## The request
Locate every line in the rows below that contains the string "worn", and copy each such line. Case counts.

══ Material for this exercise

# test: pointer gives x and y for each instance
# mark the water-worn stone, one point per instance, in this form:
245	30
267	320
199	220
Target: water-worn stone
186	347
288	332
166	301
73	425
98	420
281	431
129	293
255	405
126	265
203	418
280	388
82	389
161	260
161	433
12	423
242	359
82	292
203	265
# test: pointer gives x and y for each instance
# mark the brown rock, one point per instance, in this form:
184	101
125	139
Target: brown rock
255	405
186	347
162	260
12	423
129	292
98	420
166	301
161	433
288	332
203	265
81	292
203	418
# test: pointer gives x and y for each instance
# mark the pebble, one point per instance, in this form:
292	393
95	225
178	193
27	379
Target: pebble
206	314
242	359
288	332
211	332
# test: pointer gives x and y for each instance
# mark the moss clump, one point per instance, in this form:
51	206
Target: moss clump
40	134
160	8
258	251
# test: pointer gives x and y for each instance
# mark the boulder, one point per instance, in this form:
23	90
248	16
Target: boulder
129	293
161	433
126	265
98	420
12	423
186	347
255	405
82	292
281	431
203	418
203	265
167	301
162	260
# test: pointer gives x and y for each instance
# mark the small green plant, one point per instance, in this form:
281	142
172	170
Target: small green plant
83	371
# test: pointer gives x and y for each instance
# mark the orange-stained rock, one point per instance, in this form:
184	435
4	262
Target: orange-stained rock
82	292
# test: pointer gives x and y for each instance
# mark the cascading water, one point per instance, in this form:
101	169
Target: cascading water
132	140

════

## Written answer
# mark the water-worn stone, one point per instance, in this form:
Target: water-worn stone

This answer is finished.